[WRITTEN EXERCISE]: Copy out the listing word for word, starting at its very first line and ending with the line that contains "299,311 -> 367,434", including that line.

Entries on locating named things
++++
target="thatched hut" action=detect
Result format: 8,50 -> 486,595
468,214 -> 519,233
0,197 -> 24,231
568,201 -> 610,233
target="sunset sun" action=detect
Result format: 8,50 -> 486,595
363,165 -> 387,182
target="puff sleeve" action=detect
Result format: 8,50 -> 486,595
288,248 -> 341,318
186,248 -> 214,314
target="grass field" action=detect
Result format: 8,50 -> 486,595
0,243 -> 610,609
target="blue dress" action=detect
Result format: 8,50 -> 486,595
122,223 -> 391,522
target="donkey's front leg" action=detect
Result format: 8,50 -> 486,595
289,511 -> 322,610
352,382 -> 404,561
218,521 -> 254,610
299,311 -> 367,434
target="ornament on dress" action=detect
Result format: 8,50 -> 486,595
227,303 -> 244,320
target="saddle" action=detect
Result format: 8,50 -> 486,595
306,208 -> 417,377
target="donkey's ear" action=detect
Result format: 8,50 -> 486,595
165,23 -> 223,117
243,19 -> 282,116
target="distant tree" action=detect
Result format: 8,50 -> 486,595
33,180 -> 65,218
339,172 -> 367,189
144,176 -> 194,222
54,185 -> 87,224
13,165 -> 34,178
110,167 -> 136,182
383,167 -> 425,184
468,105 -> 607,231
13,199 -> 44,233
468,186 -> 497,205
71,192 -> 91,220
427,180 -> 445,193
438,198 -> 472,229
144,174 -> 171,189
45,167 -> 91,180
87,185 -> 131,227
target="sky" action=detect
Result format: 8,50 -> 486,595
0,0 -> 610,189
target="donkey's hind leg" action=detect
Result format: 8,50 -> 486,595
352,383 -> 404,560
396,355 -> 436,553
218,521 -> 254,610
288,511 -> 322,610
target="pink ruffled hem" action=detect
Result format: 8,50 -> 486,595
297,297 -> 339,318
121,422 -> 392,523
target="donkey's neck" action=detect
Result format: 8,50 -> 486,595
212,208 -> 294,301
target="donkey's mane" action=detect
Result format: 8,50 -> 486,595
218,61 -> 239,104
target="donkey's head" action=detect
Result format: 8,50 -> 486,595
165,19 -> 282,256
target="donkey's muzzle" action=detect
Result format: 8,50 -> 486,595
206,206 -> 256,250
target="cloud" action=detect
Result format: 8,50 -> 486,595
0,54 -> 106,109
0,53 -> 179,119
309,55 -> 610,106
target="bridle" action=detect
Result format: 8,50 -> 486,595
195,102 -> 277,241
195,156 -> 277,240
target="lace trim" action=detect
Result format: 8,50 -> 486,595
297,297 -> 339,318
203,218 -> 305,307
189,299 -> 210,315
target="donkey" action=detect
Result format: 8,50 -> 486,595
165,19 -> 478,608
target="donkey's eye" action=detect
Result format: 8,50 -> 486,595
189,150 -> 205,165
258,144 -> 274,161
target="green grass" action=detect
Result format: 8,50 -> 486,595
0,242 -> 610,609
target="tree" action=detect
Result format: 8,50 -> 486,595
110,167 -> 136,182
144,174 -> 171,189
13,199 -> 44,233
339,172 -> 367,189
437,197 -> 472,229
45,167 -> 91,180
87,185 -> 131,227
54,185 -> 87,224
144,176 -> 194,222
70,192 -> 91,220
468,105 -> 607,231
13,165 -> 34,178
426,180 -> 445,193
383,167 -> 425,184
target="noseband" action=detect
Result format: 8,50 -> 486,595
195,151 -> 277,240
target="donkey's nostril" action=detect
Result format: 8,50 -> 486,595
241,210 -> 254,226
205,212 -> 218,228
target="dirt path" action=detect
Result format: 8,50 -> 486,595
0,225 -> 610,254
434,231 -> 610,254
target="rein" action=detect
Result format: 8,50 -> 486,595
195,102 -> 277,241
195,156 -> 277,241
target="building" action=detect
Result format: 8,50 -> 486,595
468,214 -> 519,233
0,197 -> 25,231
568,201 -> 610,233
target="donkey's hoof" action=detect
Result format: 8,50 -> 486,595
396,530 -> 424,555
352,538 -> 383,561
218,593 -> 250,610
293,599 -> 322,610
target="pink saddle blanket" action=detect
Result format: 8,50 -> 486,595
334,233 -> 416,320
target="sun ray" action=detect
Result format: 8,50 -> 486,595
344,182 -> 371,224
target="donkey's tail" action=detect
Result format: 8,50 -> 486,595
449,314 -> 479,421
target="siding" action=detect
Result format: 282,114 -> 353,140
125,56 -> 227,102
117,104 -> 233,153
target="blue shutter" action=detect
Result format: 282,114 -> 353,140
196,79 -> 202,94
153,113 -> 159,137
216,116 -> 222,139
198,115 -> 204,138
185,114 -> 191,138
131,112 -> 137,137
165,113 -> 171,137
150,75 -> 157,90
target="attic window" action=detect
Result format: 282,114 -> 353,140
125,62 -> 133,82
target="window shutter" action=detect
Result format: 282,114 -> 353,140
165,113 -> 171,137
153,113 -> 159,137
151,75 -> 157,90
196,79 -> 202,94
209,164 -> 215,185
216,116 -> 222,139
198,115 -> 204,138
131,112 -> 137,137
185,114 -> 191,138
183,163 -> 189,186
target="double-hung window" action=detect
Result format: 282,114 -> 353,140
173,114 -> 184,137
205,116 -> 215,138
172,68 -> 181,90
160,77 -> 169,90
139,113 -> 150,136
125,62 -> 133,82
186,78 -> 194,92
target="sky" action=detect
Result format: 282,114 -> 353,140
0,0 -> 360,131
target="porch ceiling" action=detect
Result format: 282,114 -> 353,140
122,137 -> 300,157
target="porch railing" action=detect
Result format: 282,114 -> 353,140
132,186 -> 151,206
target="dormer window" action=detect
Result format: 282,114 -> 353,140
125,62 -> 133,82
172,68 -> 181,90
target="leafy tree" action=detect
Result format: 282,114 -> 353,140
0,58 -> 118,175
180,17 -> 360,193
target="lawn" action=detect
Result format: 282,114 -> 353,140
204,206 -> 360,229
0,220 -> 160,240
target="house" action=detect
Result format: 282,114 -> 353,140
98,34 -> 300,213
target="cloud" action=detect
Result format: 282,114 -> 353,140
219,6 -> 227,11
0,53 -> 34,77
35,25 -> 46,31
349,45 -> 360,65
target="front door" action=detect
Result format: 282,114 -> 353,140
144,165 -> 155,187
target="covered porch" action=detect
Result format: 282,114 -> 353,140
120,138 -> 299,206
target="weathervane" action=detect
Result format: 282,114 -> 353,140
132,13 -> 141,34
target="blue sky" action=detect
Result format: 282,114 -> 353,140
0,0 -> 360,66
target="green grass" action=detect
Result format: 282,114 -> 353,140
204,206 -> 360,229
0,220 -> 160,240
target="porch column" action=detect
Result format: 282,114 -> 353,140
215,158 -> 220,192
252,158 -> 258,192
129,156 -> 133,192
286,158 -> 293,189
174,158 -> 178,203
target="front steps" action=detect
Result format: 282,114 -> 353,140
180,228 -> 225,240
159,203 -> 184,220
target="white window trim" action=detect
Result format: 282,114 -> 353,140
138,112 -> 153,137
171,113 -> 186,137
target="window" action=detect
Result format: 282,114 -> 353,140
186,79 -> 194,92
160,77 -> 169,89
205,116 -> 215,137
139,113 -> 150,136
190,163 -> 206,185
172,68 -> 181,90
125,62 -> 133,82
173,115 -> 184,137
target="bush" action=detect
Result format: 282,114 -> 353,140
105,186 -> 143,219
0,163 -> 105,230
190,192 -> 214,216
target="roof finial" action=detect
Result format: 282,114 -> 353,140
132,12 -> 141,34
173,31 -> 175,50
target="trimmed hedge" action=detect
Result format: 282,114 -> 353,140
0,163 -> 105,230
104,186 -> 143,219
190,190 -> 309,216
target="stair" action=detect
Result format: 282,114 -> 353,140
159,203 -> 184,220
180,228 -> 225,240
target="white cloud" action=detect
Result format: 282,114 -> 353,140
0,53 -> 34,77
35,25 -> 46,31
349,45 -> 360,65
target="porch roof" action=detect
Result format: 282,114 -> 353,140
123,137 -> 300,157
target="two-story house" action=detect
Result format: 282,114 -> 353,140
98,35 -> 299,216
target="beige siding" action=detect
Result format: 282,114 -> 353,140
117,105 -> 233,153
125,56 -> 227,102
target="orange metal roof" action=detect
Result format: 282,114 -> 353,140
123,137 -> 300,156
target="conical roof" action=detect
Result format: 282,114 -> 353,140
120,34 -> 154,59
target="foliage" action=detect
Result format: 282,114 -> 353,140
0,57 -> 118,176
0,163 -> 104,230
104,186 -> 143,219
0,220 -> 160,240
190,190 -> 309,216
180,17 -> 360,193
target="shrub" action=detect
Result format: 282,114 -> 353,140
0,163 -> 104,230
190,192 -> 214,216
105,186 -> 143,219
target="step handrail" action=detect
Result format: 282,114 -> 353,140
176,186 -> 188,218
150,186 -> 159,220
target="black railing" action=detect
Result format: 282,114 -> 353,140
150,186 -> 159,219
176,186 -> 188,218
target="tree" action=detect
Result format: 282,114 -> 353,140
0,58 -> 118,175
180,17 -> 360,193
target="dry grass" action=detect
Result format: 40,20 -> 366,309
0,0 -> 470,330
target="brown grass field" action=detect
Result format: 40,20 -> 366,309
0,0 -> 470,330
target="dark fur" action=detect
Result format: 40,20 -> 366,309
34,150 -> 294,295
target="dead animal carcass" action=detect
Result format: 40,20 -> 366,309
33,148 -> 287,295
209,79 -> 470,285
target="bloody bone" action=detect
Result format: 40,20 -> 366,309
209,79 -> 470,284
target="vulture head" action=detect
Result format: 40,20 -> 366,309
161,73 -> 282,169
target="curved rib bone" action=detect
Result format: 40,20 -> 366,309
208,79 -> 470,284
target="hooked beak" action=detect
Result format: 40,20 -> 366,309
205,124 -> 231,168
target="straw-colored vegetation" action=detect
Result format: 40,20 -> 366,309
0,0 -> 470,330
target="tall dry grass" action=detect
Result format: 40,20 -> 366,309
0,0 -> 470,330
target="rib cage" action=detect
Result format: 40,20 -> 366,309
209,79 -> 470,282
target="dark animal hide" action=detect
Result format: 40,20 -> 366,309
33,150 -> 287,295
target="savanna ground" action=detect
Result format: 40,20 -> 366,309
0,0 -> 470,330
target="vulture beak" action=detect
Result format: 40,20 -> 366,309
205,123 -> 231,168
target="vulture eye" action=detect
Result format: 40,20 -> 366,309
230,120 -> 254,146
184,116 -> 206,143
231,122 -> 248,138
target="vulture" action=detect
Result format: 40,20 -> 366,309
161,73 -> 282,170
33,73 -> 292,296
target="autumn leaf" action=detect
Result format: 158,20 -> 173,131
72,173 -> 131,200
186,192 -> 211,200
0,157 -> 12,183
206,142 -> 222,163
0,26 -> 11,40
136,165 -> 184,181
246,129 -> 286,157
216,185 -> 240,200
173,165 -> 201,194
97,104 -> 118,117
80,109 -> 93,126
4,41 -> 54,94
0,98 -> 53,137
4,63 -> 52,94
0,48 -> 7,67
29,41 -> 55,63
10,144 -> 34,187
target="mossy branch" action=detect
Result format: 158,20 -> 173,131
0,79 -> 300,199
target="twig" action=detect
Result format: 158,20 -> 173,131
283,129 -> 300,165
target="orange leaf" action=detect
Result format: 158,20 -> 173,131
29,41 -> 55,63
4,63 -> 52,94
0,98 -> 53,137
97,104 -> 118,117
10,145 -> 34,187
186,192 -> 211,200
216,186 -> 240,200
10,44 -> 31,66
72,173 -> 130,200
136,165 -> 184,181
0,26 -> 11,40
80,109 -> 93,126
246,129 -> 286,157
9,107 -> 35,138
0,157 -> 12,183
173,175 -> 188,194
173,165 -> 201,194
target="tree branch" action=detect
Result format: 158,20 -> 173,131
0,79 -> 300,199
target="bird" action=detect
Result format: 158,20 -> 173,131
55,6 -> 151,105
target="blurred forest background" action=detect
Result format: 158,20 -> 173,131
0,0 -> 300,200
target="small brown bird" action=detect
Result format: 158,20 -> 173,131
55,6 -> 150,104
++++
[EXPECTED ANSWER]:
target="thatched hut" action=detect
Result format: 8,50 -> 486,595
468,214 -> 519,233
0,197 -> 24,231
568,201 -> 610,233
target="sunset sun" action=detect
Result format: 8,50 -> 486,595
363,165 -> 387,182
target="puff sleeve" action=detect
Result format: 8,50 -> 486,595
288,248 -> 341,318
186,248 -> 214,314
target="grass field" action=detect
Result format: 8,50 -> 486,595
0,243 -> 610,609
target="blue dress" action=detect
Result format: 8,50 -> 486,595
122,223 -> 391,522
target="donkey's front leg" action=detect
Result format: 8,50 -> 486,595
289,511 -> 322,610
352,382 -> 404,561
218,521 -> 254,610
299,311 -> 367,434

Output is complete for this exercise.